**Task**:
Copy, from the data below, every line that has "glass" in it.

[Extracted records — start]

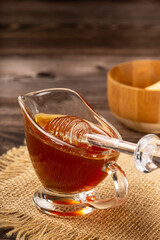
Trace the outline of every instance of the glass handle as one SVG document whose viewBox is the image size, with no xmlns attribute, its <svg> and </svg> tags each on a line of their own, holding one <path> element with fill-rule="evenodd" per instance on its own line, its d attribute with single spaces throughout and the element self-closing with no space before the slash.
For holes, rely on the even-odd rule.
<svg viewBox="0 0 160 240">
<path fill-rule="evenodd" d="M 96 198 L 94 194 L 85 196 L 84 199 L 81 199 L 81 202 L 89 207 L 106 209 L 119 206 L 124 201 L 126 201 L 128 194 L 128 181 L 124 171 L 115 162 L 105 164 L 103 171 L 107 172 L 108 175 L 112 178 L 116 194 L 114 197 L 108 199 Z"/>
</svg>

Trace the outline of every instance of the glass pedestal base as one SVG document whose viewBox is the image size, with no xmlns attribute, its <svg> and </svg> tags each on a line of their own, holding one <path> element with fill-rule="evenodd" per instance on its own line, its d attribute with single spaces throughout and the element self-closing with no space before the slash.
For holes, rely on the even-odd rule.
<svg viewBox="0 0 160 240">
<path fill-rule="evenodd" d="M 93 191 L 68 195 L 41 188 L 34 193 L 33 202 L 39 210 L 49 215 L 80 216 L 94 210 L 81 203 L 81 199 L 90 194 L 93 196 Z"/>
</svg>

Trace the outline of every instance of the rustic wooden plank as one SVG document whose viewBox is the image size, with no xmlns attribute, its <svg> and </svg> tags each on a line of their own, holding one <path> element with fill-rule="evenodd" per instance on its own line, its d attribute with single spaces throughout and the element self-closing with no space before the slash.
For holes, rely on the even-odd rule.
<svg viewBox="0 0 160 240">
<path fill-rule="evenodd" d="M 0 48 L 5 46 L 14 47 L 32 47 L 41 48 L 56 48 L 56 47 L 72 47 L 83 48 L 88 45 L 90 47 L 107 47 L 120 48 L 125 42 L 128 42 L 128 48 L 141 48 L 144 44 L 145 47 L 151 48 L 153 43 L 155 47 L 160 47 L 158 39 L 160 38 L 160 31 L 155 31 L 154 28 L 149 29 L 147 26 L 143 29 L 132 30 L 128 33 L 128 29 L 111 30 L 106 29 L 78 29 L 78 28 L 61 28 L 52 32 L 4 32 L 0 42 Z M 160 29 L 158 29 L 160 30 Z M 143 46 L 143 47 L 144 47 Z"/>
<path fill-rule="evenodd" d="M 159 2 L 9 2 L 0 8 L 1 54 L 160 52 Z"/>
<path fill-rule="evenodd" d="M 159 1 L 9 1 L 1 0 L 1 23 L 91 23 L 105 24 L 104 20 L 127 23 L 154 22 L 159 19 Z M 154 13 L 154 15 L 153 15 Z M 47 16 L 47 19 L 46 19 Z M 44 21 L 46 19 L 46 21 Z M 74 21 L 73 21 L 74 20 Z M 52 23 L 53 24 L 53 23 Z"/>
<path fill-rule="evenodd" d="M 123 46 L 121 48 L 102 48 L 102 47 L 56 47 L 56 48 L 47 48 L 47 47 L 9 47 L 9 46 L 3 46 L 3 48 L 0 48 L 0 56 L 42 56 L 42 55 L 48 55 L 53 56 L 55 54 L 88 54 L 88 55 L 126 55 L 126 56 L 142 56 L 143 58 L 149 57 L 149 58 L 157 58 L 160 55 L 160 49 L 158 48 L 147 48 L 146 46 L 144 48 L 128 48 L 126 46 Z"/>
<path fill-rule="evenodd" d="M 82 91 L 82 94 L 85 94 L 85 91 L 90 91 L 92 96 L 93 91 L 97 90 L 97 83 L 104 93 L 106 91 L 104 90 L 106 89 L 106 75 L 109 69 L 119 63 L 142 58 L 136 55 L 1 57 L 0 96 L 13 98 L 19 94 L 45 87 L 74 87 L 75 90 Z M 149 56 L 145 58 L 149 58 Z M 159 59 L 159 57 L 154 58 Z M 90 89 L 85 88 L 87 84 L 91 84 Z"/>
</svg>

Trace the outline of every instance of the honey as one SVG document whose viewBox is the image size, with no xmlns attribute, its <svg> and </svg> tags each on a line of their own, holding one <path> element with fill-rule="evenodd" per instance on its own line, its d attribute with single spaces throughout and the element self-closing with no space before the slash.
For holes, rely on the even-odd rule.
<svg viewBox="0 0 160 240">
<path fill-rule="evenodd" d="M 48 124 L 60 115 L 38 114 L 35 122 L 45 132 Z M 43 134 L 29 119 L 26 121 L 26 141 L 34 169 L 43 186 L 59 193 L 89 191 L 106 176 L 103 166 L 108 161 L 116 161 L 118 153 L 107 155 L 100 147 L 80 143 L 78 146 Z M 107 133 L 90 123 L 93 133 Z"/>
</svg>

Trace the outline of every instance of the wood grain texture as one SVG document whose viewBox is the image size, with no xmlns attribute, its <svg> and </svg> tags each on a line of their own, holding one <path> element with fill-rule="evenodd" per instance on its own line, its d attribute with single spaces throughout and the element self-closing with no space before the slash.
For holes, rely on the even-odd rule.
<svg viewBox="0 0 160 240">
<path fill-rule="evenodd" d="M 1 0 L 1 54 L 160 53 L 159 1 Z"/>
<path fill-rule="evenodd" d="M 160 61 L 155 60 L 122 63 L 110 70 L 108 103 L 114 115 L 135 130 L 160 133 L 160 91 L 146 89 L 159 79 Z"/>
</svg>

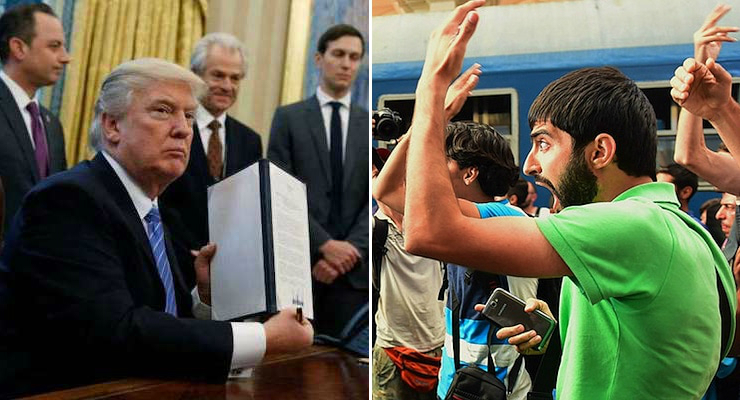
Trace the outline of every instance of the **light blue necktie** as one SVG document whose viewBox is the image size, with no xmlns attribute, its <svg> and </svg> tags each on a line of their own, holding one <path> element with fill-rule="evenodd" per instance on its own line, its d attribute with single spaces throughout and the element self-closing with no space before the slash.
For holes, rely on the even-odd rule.
<svg viewBox="0 0 740 400">
<path fill-rule="evenodd" d="M 144 217 L 149 230 L 149 245 L 152 246 L 152 254 L 157 264 L 159 277 L 162 279 L 165 293 L 166 313 L 177 316 L 177 303 L 175 302 L 175 287 L 172 284 L 172 272 L 170 262 L 167 259 L 167 251 L 164 245 L 164 230 L 162 229 L 162 219 L 159 216 L 159 210 L 152 207 L 149 213 Z"/>
</svg>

[Extracted records — finish]

**Solution to the exercise**:
Trace the outline of every instance of the glass handle as one SVG document whose viewBox is the image size, with no xmlns attribute, its <svg> and </svg> tags each on a line of their own, holding one <path> element with fill-rule="evenodd" per instance on its own line, its d attribute with single spaces throughout and the element self-closing with no space before the slash.
Trace the outline of every instance of the glass pedestal base as one SVG document whose viewBox is the image size, with no xmlns attribute, its <svg> and </svg> tags each on a line of their own, holding one <path> element with fill-rule="evenodd" per instance on its own line, its d attribute with single spaces throughout and the element self-closing with no space before the slash.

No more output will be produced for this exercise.